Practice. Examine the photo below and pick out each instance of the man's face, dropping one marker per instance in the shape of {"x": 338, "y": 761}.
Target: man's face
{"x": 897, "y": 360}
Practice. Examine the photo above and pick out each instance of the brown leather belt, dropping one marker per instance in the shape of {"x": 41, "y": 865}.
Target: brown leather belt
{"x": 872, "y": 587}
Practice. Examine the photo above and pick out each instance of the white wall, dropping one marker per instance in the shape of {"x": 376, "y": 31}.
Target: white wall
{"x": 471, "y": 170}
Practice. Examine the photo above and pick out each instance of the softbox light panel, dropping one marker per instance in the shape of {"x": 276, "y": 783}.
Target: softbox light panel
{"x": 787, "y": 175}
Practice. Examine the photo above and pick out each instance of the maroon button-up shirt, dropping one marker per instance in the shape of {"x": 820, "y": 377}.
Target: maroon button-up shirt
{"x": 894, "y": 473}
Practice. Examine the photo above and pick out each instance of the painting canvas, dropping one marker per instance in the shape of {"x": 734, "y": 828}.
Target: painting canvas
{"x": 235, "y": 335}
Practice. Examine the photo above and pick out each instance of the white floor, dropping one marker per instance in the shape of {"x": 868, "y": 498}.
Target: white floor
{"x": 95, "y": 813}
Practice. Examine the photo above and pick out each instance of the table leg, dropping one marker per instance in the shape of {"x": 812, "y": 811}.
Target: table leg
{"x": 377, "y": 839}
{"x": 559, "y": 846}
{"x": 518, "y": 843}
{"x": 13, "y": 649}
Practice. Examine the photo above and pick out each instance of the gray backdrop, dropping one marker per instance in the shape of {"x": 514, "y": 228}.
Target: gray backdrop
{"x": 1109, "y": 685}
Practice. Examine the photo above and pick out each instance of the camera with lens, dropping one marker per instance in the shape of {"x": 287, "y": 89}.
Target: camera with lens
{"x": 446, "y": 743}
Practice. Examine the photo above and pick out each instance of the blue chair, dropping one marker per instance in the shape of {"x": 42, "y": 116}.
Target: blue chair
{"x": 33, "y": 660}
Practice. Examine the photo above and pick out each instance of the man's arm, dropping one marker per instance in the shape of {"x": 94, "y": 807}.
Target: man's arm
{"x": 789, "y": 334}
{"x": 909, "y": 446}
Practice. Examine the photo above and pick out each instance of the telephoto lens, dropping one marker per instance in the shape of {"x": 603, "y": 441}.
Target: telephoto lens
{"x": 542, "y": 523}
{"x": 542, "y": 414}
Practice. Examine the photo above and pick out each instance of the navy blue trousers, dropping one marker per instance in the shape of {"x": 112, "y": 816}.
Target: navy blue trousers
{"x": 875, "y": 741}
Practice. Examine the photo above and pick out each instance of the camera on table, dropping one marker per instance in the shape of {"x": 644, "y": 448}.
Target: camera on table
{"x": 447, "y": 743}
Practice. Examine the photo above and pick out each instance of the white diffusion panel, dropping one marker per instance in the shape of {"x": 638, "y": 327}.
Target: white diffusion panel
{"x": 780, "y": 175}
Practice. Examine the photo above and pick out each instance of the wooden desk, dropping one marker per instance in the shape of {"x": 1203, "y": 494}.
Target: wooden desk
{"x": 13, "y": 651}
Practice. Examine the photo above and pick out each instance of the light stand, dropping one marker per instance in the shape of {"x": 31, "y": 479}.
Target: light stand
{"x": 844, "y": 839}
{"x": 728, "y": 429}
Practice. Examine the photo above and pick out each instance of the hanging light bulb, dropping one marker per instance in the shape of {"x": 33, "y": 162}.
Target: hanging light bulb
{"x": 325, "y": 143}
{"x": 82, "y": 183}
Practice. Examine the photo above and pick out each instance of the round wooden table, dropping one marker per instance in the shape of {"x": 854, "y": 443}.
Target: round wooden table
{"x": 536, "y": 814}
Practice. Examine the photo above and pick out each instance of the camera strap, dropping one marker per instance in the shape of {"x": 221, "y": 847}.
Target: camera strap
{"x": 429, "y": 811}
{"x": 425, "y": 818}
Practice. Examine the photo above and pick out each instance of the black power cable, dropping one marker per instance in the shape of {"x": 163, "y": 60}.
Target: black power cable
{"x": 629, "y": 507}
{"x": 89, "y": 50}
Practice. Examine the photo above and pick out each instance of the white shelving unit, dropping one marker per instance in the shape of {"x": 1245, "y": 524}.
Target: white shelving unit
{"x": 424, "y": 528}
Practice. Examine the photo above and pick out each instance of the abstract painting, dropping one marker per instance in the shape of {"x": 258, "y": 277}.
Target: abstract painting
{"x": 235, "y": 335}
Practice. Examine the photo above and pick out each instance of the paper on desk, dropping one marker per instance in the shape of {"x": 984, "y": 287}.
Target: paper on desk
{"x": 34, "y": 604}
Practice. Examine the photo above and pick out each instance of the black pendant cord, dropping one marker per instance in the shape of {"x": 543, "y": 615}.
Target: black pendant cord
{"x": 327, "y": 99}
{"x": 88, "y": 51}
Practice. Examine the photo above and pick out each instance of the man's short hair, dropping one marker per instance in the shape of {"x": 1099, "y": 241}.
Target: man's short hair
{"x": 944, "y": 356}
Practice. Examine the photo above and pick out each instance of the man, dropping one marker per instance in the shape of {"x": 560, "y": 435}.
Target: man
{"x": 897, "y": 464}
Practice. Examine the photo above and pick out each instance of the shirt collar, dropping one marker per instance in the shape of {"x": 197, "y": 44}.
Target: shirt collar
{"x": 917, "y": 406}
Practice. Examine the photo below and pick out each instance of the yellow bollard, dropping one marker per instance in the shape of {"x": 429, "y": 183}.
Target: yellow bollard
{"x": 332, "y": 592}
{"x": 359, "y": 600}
______
● PROBLEM TO SOLVE
Give the entries again in full, exactly as they are written.

● WRITTEN RESPONSE
Practice. Examine the photo below and pick out each instance of the man's face, dropping one marker per instance in the shape of {"x": 338, "y": 761}.
Target: man's face
{"x": 897, "y": 360}
Practice. Examine the photo above and pick out each instance of the brown leather belt, dropping one marker per instance in the shape of {"x": 41, "y": 865}.
Target: brown leather belt
{"x": 872, "y": 587}
Practice. Examine the photo above and pick out each instance of the white wall, dropping one marker per instance in the shape of {"x": 376, "y": 31}.
Target: white wall
{"x": 471, "y": 170}
Practice. Examine the photo above and pick out each instance of the softbox light panel, dropping one marker per instance in the shape of {"x": 276, "y": 783}.
Target: softbox light panel
{"x": 787, "y": 175}
Practice. Examine the photo above and pick out each instance of the maroon button-up shirt, dropping one marker per instance in the shape of {"x": 820, "y": 377}.
Target: maroon button-up shirt
{"x": 894, "y": 473}
Practice. Examine the photo above and pick out each instance of the painting canvas, dropping one marker per instance in the shape of {"x": 734, "y": 828}.
Target: painting canvas
{"x": 235, "y": 335}
Practice. Examine the photo above and pick out each instance of the white floor, dropping one marker per instance in the shape of {"x": 868, "y": 498}.
Target: white floor
{"x": 95, "y": 813}
Practice. Examine the photo above and pick out each instance of the table leg, dropping one marker per instance in the shape of {"x": 812, "y": 811}.
Target: table leg
{"x": 377, "y": 839}
{"x": 559, "y": 846}
{"x": 518, "y": 843}
{"x": 13, "y": 649}
Practice. Examine the photo above and pick out each instance of the gray backdrop, dropping one marker per instance in the shape of {"x": 514, "y": 228}.
Target: gray backdrop
{"x": 1109, "y": 685}
Practice. Examine the photo above and pick out each instance of the camera with lens, dropping one marker per instance in the shape of {"x": 287, "y": 89}.
Target: camera with lens
{"x": 446, "y": 743}
Practice. Examine the photo above and pick out each instance of the blue chair, dropping one marker per instance in the shape of {"x": 42, "y": 116}.
Target: blue chair
{"x": 33, "y": 660}
Practice. Examine the photo above and pick out each instance of the man's arm, dropping one marker per instance in the shape of {"x": 94, "y": 807}.
Target: man's arm
{"x": 789, "y": 334}
{"x": 909, "y": 446}
Practice. Examine the photo above and pick out each instance of the telephoto lens, dropping one marker per instance in the shape of {"x": 603, "y": 441}.
Target: telephoto lens
{"x": 542, "y": 523}
{"x": 542, "y": 414}
Practice. Examine the photo above and pick out each instance of the navy blue trousers, dropping one marker per instance in the shape of {"x": 112, "y": 816}.
Target: navy blue trousers
{"x": 875, "y": 741}
Practice. Examine the photo above and pick out each instance of the camera on table, dropping one marker per instance in the shape of {"x": 644, "y": 448}.
Target: camera on table
{"x": 447, "y": 743}
Practice. Examine the photo above and pick out each instance of the white diffusion panel, dropping one marker per instance in the shape of {"x": 638, "y": 327}.
Target: white diffusion panel
{"x": 780, "y": 175}
Practice. Examine the photo above and pick out each instance of the wooden desk, dropping one marker per instance in the shape of {"x": 1203, "y": 494}.
Target: wooden desk
{"x": 13, "y": 651}
Practice. Examine the photo above and pick out each instance of the light stand, dropping one marker per instance in the shape of {"x": 31, "y": 479}.
Target: light stand
{"x": 844, "y": 839}
{"x": 728, "y": 429}
Practice. Examine the photo above and pick out each instance of the hanging light bulb, dropping one marker per instance in the shape of {"x": 33, "y": 162}.
Target: hanging light bulb
{"x": 325, "y": 143}
{"x": 82, "y": 183}
Practice. Examine the photo above and pick out each instance of the round wooden table, dropping one marker per instance in the shape of {"x": 854, "y": 443}.
Target: round wooden table
{"x": 536, "y": 814}
Practice. Examine the photo above and pick out each instance of the camera strap, dropping one marker per instance in the shape of {"x": 221, "y": 847}.
Target: camera strap
{"x": 429, "y": 811}
{"x": 425, "y": 818}
Practice. Examine the photo above and pick out each instance of the black power cable, dropping one marker per instance in the shape of {"x": 163, "y": 60}.
Target: black power cable
{"x": 629, "y": 507}
{"x": 89, "y": 50}
Practice. Examine the photo above and pick out each instance of the white shelving unit, dropping one marker per instance in the shape of {"x": 1245, "y": 524}.
Target: white shelving unit
{"x": 424, "y": 528}
Practice. Examine the photo above and pick out each instance of the abstract painting, dropping one marker per instance in the shape of {"x": 258, "y": 277}.
Target: abstract painting
{"x": 235, "y": 335}
Practice. Examine the photo above and pick out each instance of the paper on desk, dropping one marker per instance in the shape of {"x": 984, "y": 287}.
Target: paper on desk
{"x": 34, "y": 604}
Practice. Examine the photo above and pick out each instance of the black pendant cord, dropping one marker per instance in the shape of {"x": 543, "y": 615}.
Target: black pendant cord
{"x": 327, "y": 99}
{"x": 88, "y": 51}
Practice. Examine the photo above and pick out each instance of the man's short hair, dropping one marker per instance in the shape of {"x": 1099, "y": 241}.
Target: man's short hair
{"x": 944, "y": 356}
Practice. Examine the photo above and pick out each instance of the man, dropping one marker per instance in the shape of {"x": 560, "y": 435}.
Target: man
{"x": 897, "y": 464}
Practice. Examine the photo above and pick out each instance of the shirt collar, dropping one marker per instance in the shape of {"x": 197, "y": 44}.
Target: shirt collar
{"x": 917, "y": 406}
Practice. Examine the photo below and pick out each instance of the yellow bollard, dropping one marker per instance in the shape of {"x": 429, "y": 183}.
Target: yellow bollard
{"x": 332, "y": 592}
{"x": 359, "y": 600}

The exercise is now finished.